> [PAGE]:
To: marcos who wrote (2958 ) 9/9/2002 4:21:59 PM From: E. Charters Respond to of 8273 Don't know what the problems are. The Rio is the Santo Domingo, so there must be water. If you have a pit, you can recirc the water so you don't need lots just enough to fill the pit and a supply to overcome evaporation. If you use a Knelson then you need to filter and centrifuge the water to make a clear feed for the Knelson backpressure. Evidently they managed much HE in that area, so the problems are not insurmountable. I would say the floods report to channelways and the plano itselfo does not go to lako. What you do is build flood ditch around your work area if necessary.

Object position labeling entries

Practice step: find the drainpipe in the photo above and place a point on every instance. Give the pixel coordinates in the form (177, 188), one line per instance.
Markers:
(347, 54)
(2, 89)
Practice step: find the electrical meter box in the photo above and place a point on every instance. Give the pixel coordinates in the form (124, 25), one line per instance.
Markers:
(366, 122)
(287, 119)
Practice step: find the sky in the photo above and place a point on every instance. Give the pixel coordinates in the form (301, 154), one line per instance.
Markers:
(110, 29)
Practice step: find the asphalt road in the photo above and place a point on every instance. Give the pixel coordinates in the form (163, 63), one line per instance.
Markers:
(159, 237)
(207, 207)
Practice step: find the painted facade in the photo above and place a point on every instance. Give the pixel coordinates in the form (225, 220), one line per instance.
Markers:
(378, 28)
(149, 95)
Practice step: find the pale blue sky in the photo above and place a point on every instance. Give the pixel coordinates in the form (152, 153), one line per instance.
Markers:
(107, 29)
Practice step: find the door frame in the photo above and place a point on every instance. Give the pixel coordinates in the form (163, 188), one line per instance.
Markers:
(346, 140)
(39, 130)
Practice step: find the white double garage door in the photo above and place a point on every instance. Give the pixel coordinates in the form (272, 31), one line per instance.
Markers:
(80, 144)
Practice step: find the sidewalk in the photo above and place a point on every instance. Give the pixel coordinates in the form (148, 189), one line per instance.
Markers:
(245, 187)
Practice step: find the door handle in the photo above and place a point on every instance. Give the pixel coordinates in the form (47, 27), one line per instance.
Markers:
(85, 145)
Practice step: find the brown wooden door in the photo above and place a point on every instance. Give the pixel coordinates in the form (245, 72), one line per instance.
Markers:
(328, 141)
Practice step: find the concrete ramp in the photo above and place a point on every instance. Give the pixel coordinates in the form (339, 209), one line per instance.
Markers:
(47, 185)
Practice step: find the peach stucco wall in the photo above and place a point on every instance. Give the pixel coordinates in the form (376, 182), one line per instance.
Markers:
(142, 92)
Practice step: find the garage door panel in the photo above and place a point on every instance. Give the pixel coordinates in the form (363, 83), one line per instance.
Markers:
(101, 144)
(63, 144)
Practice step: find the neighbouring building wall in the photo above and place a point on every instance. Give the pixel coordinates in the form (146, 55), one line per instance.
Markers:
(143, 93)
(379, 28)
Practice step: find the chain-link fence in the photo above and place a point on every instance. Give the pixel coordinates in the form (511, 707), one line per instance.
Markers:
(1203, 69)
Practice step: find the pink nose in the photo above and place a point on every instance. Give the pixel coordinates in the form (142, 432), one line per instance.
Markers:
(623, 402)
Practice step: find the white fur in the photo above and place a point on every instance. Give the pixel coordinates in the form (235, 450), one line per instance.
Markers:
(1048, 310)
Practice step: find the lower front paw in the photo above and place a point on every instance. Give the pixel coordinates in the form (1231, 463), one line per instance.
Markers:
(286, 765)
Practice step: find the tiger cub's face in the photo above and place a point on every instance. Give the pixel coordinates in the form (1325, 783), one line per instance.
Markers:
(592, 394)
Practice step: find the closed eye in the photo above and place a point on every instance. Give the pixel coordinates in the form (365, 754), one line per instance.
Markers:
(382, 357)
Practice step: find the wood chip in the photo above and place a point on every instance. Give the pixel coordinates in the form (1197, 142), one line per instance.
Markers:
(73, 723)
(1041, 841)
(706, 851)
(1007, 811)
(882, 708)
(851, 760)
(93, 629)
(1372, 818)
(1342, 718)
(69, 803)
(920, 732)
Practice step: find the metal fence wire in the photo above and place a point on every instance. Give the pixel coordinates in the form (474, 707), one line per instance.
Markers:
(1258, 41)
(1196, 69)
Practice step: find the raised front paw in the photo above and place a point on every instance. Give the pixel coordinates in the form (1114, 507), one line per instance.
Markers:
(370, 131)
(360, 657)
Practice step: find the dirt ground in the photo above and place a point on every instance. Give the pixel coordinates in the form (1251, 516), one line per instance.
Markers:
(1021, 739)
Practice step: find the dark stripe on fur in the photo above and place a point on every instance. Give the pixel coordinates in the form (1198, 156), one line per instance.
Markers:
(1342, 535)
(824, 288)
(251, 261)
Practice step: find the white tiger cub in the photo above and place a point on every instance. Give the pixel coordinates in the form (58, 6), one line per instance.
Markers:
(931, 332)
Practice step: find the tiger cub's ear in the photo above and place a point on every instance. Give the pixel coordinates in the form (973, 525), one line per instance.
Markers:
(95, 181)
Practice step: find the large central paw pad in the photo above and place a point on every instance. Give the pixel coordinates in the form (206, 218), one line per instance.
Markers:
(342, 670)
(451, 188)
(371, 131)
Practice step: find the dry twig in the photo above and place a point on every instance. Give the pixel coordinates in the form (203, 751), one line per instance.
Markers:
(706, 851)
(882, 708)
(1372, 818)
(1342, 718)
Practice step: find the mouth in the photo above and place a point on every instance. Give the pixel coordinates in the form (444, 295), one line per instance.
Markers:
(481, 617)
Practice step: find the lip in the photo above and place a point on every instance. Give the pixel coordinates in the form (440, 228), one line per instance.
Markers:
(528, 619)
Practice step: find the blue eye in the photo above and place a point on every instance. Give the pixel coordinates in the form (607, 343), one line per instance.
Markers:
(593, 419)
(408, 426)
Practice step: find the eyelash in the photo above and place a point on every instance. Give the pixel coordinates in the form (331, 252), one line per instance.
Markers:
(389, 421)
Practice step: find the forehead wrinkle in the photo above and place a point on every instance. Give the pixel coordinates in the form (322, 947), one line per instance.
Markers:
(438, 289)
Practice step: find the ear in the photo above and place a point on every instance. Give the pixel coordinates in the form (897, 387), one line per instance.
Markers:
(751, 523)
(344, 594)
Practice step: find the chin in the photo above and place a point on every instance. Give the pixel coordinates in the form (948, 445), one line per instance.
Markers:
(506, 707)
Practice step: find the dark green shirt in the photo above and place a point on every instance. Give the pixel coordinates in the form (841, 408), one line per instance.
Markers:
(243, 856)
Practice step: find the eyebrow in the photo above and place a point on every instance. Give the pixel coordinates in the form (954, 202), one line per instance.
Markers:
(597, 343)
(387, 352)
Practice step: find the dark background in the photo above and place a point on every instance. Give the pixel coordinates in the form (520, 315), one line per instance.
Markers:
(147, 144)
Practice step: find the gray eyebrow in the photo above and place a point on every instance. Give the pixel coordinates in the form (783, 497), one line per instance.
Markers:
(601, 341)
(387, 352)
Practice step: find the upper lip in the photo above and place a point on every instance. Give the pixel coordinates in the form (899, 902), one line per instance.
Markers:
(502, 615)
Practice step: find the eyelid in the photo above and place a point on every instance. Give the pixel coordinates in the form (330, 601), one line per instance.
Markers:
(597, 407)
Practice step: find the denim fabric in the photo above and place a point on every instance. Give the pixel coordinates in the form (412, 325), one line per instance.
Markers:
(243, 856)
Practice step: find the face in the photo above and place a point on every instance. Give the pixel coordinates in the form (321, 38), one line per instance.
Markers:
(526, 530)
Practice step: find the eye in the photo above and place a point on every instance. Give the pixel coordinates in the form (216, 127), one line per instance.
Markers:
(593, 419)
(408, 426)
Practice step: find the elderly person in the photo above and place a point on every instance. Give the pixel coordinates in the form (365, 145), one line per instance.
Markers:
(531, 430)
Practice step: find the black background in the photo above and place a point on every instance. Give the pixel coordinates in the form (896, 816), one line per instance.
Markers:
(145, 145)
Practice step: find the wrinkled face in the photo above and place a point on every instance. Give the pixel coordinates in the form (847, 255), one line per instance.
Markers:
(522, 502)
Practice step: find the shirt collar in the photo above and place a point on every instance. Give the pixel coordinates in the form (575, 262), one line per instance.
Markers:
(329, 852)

> [TASKS AND EXERCISES]:
(A) Translate this sentence from the post on pit water into Spanish: "The Rio is the Santo Domingo, so there must be water."
(B) In the post on pit water, what must be done to the water when a Knelson is used?
(C) Carry the post on pit water forward past its final sentence.

> [EXPECTED RESULTS]:
(A) El río es el Santo Domingo, así que tiene que haber agua.

(B) It must be filtered and centrifuged to make a clear feed for the Knelson backpressure.

(C)
I prefer Knelsons for the fines and spirals and rockers for the coarse, as you cannot set a Knelson for all sizes of gold, and its advantage is on fines. The water needs of such a setup are only 60% of your sand feed volume. Sand is from 15% to maybe 30% of your total feed and water to operate recovery equipe is 60% of total feed. So sand-water is, on a 1000 yard operation, at the most 300 yards. This amount of water is all you need in a pit, so it gets used once in 12 hours, so can settle for all that time. Gravel can be steep sluiced or rocked and does not need much water. Boulders are trommeled and spray washed, rolled out and inspected for large nuggets. All water is bled off, sumped, pumped to a clearing pit, centrifuged and recirculated. They already do a version of this now.
The idea in seeking economics is to reduce HE to simplest pieces of equipment. A dredge is the way to go. It can float in 3 feet of water. the Caliche may be cemented but it can be dug dry somewhere else and transported to the dredge by other means. It may help to soak it first like they do permafrost to thaw it.
It's all in the technique.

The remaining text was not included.